== The problem ==
In the rows below, locate every line that contains the word "Query", and copy each such line in full.
--- start ---
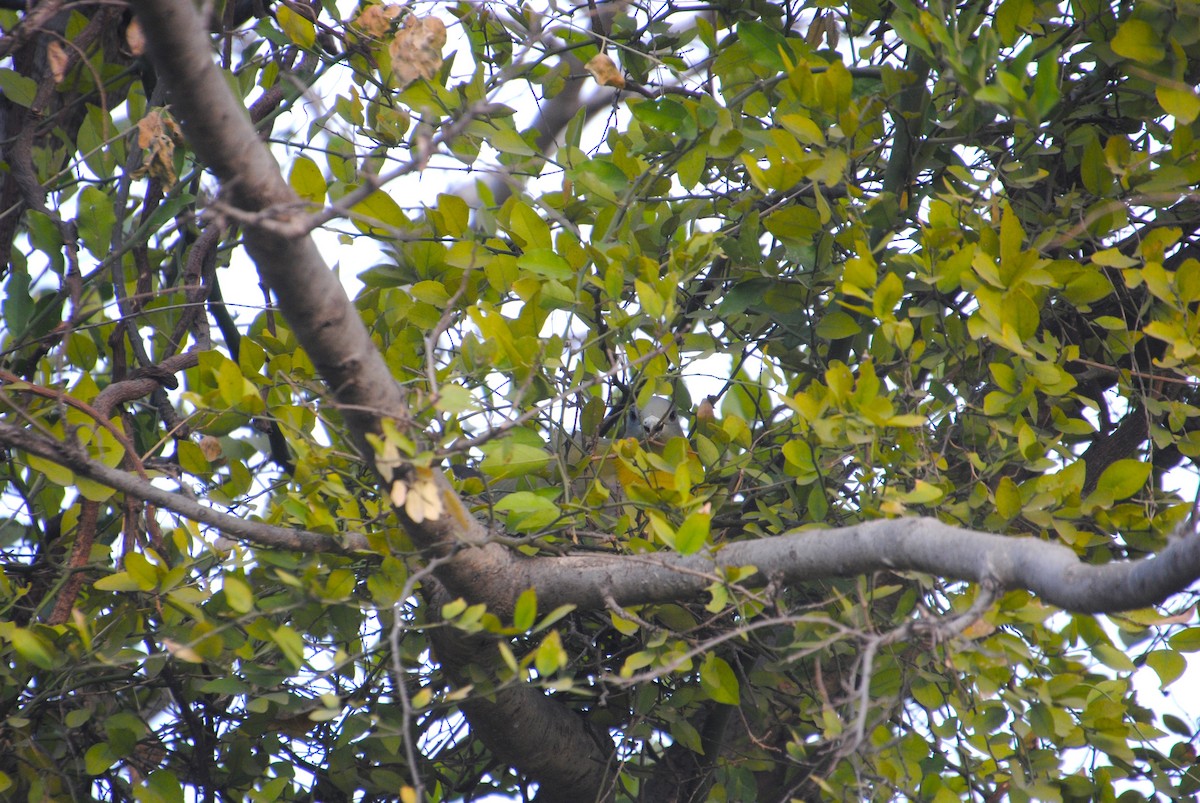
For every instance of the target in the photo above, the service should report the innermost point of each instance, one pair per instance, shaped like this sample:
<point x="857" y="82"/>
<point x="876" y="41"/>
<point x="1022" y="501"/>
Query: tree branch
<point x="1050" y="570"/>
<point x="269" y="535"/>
--- end ---
--- start ---
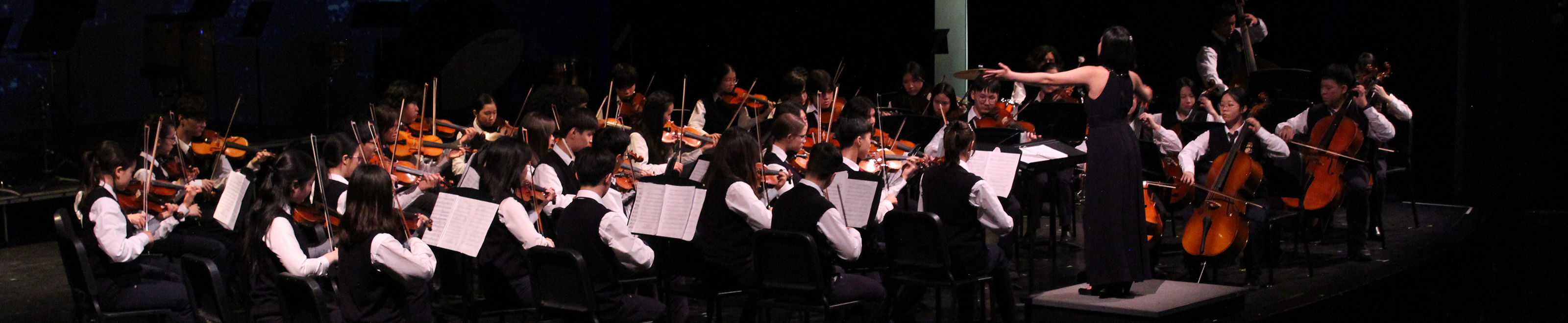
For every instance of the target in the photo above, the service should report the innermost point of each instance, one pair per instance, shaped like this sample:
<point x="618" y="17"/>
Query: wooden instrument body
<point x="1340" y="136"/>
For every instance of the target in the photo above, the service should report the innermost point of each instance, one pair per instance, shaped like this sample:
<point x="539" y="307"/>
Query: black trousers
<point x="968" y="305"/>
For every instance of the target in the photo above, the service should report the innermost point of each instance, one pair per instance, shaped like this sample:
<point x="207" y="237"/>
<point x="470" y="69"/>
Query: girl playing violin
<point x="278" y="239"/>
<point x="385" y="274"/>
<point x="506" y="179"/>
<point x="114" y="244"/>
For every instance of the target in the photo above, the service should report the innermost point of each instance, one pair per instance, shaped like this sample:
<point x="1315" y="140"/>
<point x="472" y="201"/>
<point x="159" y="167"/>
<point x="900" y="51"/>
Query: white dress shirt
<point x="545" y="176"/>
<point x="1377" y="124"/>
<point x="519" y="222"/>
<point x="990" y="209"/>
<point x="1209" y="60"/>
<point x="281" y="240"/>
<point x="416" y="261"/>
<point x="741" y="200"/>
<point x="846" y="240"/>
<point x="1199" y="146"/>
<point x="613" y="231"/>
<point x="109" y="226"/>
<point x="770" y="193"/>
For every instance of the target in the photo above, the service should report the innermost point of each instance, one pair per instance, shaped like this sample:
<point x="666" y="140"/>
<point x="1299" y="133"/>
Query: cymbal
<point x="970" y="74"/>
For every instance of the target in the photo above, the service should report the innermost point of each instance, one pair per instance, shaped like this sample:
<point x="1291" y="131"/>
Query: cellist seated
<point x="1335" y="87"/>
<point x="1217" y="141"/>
--- end ---
--- start ---
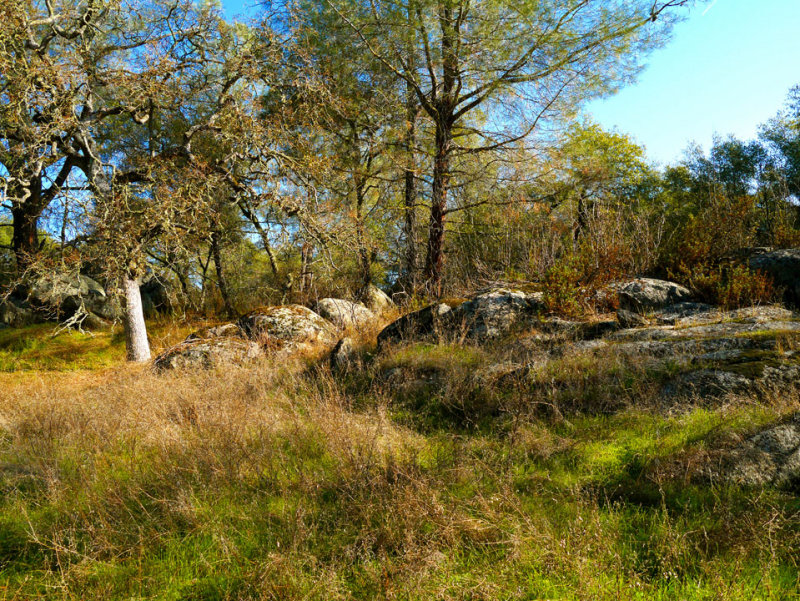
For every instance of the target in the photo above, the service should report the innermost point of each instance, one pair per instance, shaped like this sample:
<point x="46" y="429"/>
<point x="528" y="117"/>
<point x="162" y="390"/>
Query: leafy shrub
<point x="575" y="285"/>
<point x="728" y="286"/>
--- end ---
== Right answer ==
Query: tree branch
Query: wooden instrument body
Query: black trousers
Query: girl playing violin
Query: white dress shirt
Query: cymbal
Query: cellist seated
Query: leafy shrub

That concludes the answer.